# Extracted entries
= = = = = = =

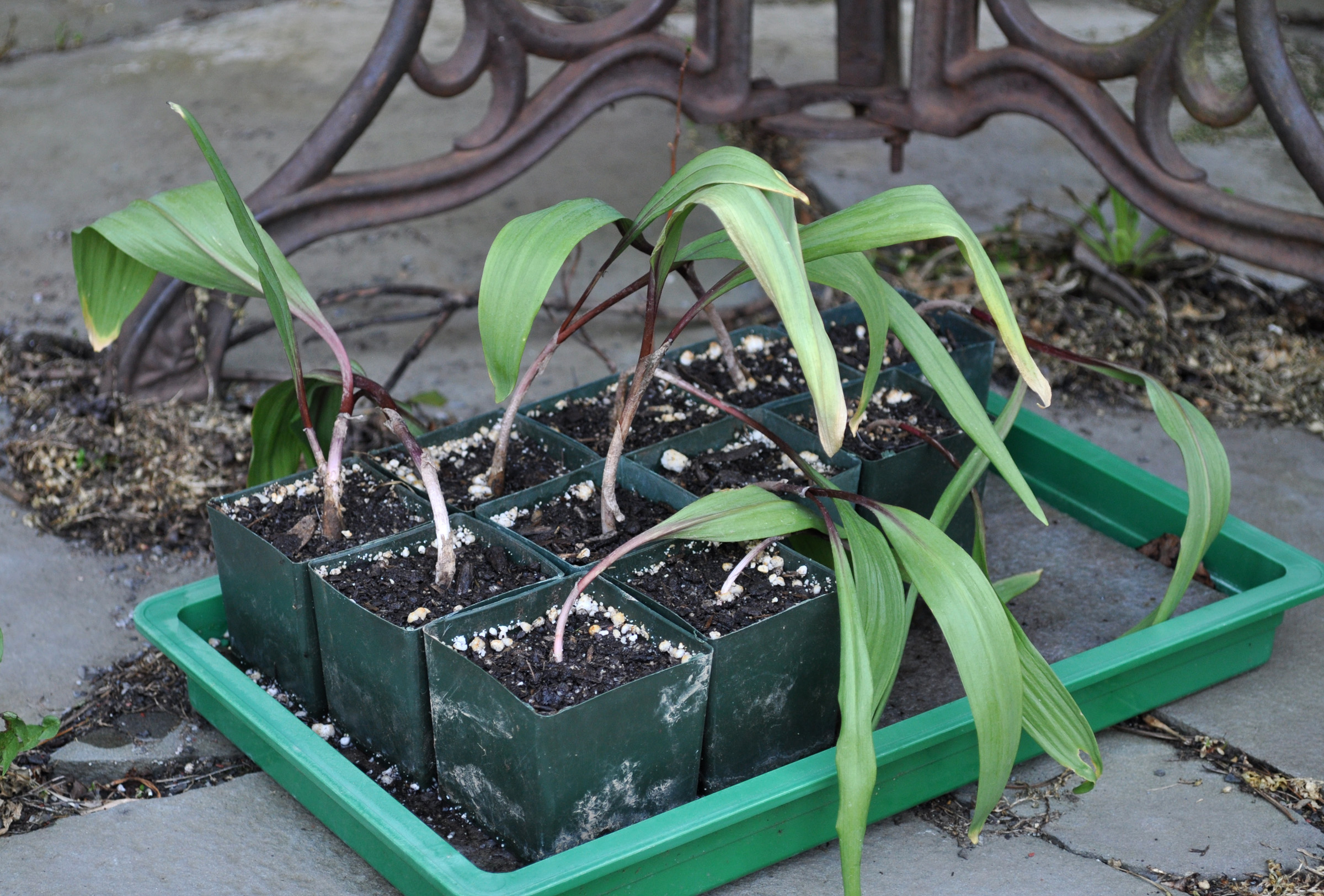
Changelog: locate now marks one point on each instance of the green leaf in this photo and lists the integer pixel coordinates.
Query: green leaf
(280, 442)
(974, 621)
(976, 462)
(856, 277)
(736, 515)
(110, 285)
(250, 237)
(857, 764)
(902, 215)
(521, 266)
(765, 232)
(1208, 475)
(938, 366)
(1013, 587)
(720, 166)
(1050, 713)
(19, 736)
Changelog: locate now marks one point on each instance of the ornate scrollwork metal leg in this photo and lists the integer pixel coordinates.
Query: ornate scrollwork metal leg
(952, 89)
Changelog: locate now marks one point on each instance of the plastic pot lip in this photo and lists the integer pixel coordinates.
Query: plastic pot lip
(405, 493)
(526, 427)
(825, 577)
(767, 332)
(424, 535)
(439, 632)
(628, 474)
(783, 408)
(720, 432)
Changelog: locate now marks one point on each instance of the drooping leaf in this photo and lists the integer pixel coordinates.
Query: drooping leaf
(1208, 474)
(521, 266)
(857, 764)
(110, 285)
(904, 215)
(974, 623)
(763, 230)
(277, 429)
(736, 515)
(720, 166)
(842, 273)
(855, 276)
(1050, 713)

= = = = = = =

# Task prompt
Extract from the material all lines containing the string "instance".

# Result below
Changelog: locate now marks one point on each instance of the green leaf in this photo and lists the integer pixel coordinates.
Changelog: locate now marks one point on each instance of the ornate scrollwork metal leg in this photo and lists the integer pixel coordinates.
Changelog: locate now marks one point on each instance of the plastic pot lip in this photo and lists the integer pixel coordinates.
Changelog: locate now marks one point on each instance of the drooping leaf in this photo and lists the integer pixel coordinates.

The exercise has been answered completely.